━━━━━ DATA FOR THIS EXERCISE

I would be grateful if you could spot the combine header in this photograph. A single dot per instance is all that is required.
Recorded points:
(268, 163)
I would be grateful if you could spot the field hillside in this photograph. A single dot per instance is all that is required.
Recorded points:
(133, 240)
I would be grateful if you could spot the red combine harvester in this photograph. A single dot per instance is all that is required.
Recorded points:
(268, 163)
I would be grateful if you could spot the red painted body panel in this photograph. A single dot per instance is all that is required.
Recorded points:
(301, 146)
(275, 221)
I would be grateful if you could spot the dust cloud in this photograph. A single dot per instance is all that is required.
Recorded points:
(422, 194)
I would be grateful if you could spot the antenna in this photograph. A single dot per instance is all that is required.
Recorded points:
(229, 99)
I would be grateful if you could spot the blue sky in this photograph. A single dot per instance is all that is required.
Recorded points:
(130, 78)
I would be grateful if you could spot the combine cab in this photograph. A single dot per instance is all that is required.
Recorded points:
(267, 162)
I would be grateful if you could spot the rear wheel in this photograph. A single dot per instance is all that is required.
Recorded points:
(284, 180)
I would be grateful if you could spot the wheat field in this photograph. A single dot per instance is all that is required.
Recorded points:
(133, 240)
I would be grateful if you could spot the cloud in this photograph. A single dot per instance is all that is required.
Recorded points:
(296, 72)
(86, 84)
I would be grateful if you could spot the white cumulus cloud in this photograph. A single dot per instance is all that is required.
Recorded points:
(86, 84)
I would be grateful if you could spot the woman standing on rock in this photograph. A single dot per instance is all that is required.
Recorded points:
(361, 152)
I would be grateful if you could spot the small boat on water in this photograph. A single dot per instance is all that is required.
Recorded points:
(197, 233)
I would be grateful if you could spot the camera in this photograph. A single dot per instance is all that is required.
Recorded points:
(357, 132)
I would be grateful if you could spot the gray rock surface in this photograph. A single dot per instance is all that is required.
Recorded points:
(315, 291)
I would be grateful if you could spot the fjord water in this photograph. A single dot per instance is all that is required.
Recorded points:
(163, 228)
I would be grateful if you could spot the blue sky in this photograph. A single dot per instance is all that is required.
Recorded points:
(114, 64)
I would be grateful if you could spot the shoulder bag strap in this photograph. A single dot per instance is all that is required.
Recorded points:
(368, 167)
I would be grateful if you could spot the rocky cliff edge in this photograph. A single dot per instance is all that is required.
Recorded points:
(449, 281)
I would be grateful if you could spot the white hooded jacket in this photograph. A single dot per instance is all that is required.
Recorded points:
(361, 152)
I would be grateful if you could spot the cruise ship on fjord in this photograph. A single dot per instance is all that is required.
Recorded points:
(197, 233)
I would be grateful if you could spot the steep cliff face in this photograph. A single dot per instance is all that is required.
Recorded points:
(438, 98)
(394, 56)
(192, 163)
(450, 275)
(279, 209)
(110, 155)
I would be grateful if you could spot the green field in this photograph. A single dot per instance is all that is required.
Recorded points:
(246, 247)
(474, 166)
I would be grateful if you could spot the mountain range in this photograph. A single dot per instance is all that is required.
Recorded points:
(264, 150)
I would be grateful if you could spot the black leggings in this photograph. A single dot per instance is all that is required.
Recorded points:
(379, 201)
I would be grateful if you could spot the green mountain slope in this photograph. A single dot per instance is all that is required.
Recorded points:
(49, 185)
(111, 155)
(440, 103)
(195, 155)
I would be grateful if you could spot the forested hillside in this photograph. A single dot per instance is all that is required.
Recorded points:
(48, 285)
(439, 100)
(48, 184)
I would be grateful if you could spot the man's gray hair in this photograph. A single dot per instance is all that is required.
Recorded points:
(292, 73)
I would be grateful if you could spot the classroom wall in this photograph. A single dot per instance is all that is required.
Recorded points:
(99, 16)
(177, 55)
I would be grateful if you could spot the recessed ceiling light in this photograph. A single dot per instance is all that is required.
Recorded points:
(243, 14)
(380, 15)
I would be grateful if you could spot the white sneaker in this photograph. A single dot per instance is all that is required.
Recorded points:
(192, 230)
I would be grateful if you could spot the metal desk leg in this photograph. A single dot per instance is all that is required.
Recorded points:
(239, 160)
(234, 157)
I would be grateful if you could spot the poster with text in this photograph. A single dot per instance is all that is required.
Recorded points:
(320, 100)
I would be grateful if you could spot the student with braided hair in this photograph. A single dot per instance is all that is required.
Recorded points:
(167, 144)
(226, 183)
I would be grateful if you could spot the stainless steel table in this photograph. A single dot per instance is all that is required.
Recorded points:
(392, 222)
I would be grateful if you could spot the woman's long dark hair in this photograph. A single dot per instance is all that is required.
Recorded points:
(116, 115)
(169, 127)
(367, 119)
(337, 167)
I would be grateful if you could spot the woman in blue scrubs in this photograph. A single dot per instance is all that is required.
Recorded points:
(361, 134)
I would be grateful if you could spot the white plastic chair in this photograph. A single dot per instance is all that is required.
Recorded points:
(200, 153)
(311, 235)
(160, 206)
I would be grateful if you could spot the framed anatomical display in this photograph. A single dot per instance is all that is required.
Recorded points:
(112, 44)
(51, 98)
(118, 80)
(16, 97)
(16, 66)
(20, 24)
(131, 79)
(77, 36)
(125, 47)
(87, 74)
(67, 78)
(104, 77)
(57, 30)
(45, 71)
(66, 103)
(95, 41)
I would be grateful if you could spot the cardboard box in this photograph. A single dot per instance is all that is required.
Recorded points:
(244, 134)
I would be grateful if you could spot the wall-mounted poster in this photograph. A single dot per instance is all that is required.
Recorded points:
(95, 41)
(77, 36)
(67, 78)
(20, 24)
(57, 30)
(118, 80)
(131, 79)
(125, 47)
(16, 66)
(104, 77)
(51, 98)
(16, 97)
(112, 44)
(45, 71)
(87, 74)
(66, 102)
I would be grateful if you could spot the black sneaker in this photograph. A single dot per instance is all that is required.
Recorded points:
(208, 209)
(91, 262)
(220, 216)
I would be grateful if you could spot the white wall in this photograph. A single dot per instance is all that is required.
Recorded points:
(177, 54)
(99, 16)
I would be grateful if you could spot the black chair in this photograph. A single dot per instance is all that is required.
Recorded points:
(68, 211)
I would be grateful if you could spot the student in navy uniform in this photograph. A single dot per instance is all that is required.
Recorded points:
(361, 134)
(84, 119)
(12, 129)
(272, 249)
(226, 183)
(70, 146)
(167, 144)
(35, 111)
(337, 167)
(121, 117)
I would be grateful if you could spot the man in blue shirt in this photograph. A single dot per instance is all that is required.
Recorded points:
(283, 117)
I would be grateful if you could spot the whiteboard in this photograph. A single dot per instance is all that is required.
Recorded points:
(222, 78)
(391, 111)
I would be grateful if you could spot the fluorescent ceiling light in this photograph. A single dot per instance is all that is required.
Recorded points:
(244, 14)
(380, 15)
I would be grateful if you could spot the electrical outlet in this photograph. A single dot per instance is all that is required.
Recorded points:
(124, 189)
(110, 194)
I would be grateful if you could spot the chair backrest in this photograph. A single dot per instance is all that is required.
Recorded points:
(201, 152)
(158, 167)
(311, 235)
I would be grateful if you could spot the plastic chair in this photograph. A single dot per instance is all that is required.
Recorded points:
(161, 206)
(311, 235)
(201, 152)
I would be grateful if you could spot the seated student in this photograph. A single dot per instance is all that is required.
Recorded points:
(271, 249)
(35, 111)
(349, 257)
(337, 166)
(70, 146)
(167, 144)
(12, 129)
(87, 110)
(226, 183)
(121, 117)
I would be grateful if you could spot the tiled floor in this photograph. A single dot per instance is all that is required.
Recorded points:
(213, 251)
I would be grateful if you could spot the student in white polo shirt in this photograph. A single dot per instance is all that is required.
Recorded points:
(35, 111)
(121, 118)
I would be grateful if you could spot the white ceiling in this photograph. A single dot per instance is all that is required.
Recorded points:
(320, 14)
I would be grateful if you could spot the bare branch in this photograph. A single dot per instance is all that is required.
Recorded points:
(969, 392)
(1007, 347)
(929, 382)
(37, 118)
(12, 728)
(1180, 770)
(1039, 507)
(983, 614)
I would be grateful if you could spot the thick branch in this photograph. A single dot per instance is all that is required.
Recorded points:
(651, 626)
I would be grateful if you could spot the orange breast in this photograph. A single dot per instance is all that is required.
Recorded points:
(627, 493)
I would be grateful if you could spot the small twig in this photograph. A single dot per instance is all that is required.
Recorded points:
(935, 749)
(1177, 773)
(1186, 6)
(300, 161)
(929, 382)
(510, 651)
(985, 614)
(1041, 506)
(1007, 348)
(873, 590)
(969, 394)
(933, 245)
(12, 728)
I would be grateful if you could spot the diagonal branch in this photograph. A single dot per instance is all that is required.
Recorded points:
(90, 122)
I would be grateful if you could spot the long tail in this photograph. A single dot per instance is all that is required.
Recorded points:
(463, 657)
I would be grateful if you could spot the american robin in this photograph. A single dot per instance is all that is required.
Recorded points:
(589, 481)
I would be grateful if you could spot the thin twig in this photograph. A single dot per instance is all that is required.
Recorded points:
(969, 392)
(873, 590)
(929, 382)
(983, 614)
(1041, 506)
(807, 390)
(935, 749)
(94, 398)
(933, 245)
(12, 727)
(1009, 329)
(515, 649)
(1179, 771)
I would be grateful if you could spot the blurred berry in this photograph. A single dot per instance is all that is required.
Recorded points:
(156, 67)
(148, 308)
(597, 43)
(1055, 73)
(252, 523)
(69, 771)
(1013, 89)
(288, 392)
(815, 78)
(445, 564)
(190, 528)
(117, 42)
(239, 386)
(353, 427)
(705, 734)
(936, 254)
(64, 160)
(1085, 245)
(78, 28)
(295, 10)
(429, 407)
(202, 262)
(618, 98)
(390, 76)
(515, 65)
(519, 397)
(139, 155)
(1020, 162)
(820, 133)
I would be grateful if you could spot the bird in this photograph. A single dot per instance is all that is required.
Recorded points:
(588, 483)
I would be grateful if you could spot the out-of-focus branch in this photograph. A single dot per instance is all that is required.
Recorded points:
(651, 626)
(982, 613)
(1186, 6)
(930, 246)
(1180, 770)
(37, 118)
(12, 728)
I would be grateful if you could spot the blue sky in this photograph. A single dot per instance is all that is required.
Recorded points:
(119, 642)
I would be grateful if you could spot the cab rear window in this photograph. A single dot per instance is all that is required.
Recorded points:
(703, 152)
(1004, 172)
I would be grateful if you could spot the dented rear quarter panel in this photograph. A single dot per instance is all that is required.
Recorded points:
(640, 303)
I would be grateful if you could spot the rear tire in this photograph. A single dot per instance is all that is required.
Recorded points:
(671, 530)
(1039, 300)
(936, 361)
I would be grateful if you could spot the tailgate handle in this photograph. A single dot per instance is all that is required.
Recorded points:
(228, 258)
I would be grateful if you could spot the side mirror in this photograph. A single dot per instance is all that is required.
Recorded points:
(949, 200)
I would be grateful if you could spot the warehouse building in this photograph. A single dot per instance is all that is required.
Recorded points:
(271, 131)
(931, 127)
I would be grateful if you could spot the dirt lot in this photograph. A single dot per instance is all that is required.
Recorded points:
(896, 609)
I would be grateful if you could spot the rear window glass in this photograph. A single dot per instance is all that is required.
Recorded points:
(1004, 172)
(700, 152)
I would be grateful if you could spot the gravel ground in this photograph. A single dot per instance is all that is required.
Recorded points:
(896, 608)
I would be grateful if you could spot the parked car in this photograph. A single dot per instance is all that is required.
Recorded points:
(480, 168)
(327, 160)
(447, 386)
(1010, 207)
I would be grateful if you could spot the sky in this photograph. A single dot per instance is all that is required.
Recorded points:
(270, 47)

━━━━━━━━━━

- _PROBLEM REQUIREMENTS_
Every line that holds the string "with" must be copied from the records above.

- _RESPONSE AREA_
I would be grateful if you could spot the poster with text in this photograph. A single dot per instance is all that is required.
I would be grateful if you could spot the student with braided hair in this photograph. A single dot per instance is all that is required.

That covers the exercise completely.